━━━━━ Excerpted text ━━━━━

I have seen the graffiti and tweets calling him a tool of tech. Many forget or ignore that we are stuck with capitalism unless and until it fails so completely as to bring revolution, and that revolution fails as often as or more often than it succeeds. Those devoted to the present needs of workers and families are obliged, then, to ensure that business succeeds while simultaneously obtaining for workers everything that does not kill this success.
We struggle with this continuously.
So did Ed Lee.
The unexpectedly complete triumph of his efforts to bring jobs brought also new crises of housing shortages and displacement.
He sought tenant protections from Sacramento. He pushed for low-income and veteran and homeless housing. He engineered the rebuild of most of the City’s public housing. He accepted that production of market-rate housing reduces pressure on the existing housing stock.

━━━━━ Supplied records ━━━━━

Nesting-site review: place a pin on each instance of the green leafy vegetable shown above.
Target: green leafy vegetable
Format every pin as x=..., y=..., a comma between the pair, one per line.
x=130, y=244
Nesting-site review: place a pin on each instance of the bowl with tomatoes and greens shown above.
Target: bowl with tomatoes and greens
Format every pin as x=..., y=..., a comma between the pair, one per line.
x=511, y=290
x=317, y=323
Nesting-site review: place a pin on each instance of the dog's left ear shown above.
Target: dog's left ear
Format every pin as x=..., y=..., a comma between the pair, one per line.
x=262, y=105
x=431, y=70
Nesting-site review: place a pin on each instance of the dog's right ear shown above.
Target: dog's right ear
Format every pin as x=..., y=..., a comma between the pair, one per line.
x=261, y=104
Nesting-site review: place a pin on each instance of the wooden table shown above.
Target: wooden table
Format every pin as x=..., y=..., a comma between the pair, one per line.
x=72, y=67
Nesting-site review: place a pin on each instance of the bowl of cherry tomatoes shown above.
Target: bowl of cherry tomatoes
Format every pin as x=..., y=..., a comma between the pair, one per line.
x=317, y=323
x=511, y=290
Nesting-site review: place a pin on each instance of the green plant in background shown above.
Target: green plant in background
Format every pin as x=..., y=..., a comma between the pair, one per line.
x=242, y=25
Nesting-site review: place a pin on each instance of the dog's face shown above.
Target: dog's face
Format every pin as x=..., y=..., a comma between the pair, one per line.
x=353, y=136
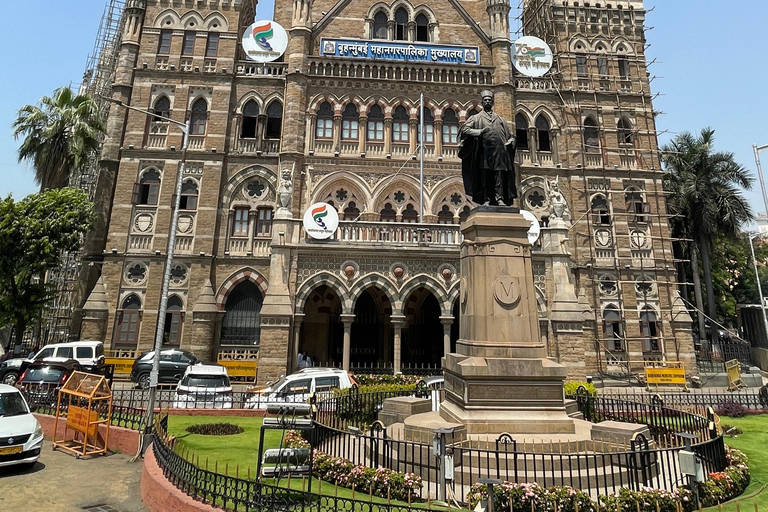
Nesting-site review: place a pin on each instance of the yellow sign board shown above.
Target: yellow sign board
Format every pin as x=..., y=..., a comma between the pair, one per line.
x=82, y=420
x=245, y=369
x=123, y=366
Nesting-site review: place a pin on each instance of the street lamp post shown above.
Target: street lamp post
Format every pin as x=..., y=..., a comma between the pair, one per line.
x=759, y=286
x=153, y=376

━━━━━

**Work to complete:**
(1) Recast the entries as a JSON list of strings, one string per line and blank lines left out, taking everything from the line containing "Nesting-site review: place a pin on each instance of the street" down to the end of the entries.
(2) Continue the passage about Ed Lee from where it stops.
These entries are unrelated to the passage about Ed Lee.

**Exercise answers:**
(1)
[
  "Nesting-site review: place a pin on each instance of the street lamp post shown above.",
  "Target: street lamp post",
  "Format every pin as x=..., y=..., a comma between the pair, one per line.",
  "x=759, y=286",
  "x=153, y=376"
]

(2)
He did not have all the answers in this. No one does.
Let us give him credit for his real achievements.
To Ed Lee, for saving the homes, healthcare, families of many thousands of Building Trades workers, thank you.
To Ed Lee, for helping the Building Trades advance another generation of workers, thank you.
To Ed Lee, for growing in your relationship with us as we have grown in ours with your community, thank you.
To Ed Lee, for grappling honestly and humbly with the City’s challenges, as I hope we will all do in your memory, thank you.